▶ [Apply what you read]:
a – Please copy the passage from the article on the Dallas collision, starting at "Around 11:00 p.m., a" and ending at "report any incident.".
b – In the article on the Dallas collision, what did the driver tell the responding officer he believed he had hit?

▶ [Excerpt]:

-=-=-=-=-

A deadly collision in Dallas is leaving police, and even veteran officers, stunned after the pedestrian victim was found in the driver’s passenger seat 40 miles away.
“When you’re impaired to this level, where you hit a pedestrian on the roadway and you think it’s an animal, that’s a significant impairment and, in all my 28 years, I have never really worked a case like this,” White Settlement Chief of Police Christopher Cook said at the press conference Sunday morning.
Authorities are still trying to figure out exactly what happened Saturday night, but they’re putting the pieces together.
Around 11:00 p.m., a concerned citizen called in a report of a driver who appeared to be slumped over their steering wheel in the parking lot of a local Jack in the Box restaurant. That caller also reported the grey Kia Forte had extensive damage to its front hood and windshield.
When police got to the scene, they found the driver, but also another person in the front passenger seat who was later pronounced dead by EMS.
Police immediately detained the driver, 31-year-old Nestor Lujuan Flores of Arlington, who they say was intoxicated.
Flores told the responding officer he believed he hit a deer somewhere in Dallas. But, Flores, who ended up in Fort Worth around 8:00 p.m., never called 911 to report any incident.

-=-=-=-=-

▶ [Data excerpts]:
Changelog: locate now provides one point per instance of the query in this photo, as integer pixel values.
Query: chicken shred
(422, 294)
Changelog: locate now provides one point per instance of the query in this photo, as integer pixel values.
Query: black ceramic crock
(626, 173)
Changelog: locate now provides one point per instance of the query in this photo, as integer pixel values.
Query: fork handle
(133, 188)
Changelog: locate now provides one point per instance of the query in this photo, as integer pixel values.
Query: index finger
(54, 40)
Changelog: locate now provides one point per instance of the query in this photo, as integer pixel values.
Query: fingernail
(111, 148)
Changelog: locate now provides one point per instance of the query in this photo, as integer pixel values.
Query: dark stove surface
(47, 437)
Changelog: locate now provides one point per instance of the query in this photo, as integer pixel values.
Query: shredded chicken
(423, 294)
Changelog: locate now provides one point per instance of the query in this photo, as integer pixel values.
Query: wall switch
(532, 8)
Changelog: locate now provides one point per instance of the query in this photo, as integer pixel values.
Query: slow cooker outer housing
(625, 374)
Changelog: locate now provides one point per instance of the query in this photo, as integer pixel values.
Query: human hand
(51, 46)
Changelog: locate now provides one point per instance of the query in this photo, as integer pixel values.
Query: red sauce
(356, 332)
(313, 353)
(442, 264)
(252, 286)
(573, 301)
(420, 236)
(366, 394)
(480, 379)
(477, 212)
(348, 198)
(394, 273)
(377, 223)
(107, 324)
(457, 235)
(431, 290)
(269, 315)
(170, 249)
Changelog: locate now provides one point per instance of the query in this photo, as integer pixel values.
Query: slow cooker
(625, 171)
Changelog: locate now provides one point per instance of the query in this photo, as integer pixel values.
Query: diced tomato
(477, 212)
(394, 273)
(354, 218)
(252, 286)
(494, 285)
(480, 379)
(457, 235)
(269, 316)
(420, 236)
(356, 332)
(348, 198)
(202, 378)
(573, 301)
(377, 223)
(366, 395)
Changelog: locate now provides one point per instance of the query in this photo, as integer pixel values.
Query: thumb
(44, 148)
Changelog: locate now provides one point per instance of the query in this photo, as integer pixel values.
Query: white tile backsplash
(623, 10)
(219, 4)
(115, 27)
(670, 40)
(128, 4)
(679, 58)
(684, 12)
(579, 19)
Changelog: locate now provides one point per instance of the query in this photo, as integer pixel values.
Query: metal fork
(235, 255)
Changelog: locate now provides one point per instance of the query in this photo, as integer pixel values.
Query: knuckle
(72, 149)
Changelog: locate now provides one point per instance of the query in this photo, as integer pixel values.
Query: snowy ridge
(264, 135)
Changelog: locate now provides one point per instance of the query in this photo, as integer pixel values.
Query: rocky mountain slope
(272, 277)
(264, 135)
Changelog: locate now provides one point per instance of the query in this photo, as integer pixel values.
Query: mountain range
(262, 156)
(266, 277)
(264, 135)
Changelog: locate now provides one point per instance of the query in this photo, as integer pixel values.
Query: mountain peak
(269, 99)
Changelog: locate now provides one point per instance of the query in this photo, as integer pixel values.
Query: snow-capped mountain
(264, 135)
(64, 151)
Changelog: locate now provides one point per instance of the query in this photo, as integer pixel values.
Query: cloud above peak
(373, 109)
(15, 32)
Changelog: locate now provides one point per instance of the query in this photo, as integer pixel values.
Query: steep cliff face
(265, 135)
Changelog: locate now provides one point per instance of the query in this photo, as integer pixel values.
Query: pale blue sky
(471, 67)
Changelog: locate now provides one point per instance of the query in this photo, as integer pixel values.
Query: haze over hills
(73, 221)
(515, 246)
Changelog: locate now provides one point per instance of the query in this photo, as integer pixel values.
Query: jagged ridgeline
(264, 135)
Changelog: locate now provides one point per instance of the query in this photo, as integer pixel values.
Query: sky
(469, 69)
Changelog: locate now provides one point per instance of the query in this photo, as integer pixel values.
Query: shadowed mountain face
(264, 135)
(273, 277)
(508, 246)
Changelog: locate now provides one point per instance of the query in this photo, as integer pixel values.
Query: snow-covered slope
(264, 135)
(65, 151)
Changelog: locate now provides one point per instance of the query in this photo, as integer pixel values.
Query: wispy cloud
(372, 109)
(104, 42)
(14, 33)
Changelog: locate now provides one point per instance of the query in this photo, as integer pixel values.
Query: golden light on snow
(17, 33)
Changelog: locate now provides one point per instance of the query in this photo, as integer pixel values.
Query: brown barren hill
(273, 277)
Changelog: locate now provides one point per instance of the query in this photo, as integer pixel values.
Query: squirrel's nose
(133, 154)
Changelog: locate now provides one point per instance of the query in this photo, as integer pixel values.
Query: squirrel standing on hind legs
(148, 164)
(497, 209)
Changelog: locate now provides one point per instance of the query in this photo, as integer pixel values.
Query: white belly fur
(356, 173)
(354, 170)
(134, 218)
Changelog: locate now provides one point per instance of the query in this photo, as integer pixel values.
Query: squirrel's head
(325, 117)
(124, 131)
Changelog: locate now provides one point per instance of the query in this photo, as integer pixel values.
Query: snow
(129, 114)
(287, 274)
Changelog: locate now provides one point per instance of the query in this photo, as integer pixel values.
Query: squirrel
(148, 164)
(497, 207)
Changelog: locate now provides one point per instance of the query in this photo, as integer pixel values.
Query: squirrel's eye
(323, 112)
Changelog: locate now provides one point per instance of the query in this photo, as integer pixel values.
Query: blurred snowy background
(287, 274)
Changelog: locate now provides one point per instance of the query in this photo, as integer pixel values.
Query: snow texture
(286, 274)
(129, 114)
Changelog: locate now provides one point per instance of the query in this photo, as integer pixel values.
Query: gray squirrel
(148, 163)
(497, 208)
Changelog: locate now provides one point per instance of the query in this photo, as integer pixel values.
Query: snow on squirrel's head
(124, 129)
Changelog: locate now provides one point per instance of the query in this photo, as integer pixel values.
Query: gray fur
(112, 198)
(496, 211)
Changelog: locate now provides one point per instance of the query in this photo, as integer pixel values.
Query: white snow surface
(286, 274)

-=-=-=-=-

▶ [Answers per task]:
a –
Around 11:00 p.m., a concerned citizen called in a report of a driver who appeared to be slumped over their steering wheel in the parking lot of a local Jack in the Box restaurant. That caller also reported the grey Kia Forte had extensive damage to its front hood and windshield.
When police got to the scene, they found the driver, but also another person in the front passenger seat who was later pronounced dead by EMS.
Police immediately detained the driver, 31-year-old Nestor Lujuan Flores of Arlington, who they say was intoxicated.
Flores told the responding officer he believed he hit a deer somewhere in Dallas. But, Flores, who ended up in Fort Worth around 8:00 p.m., never called 911 to report any incident.

b – A deer somewhere in Dallas.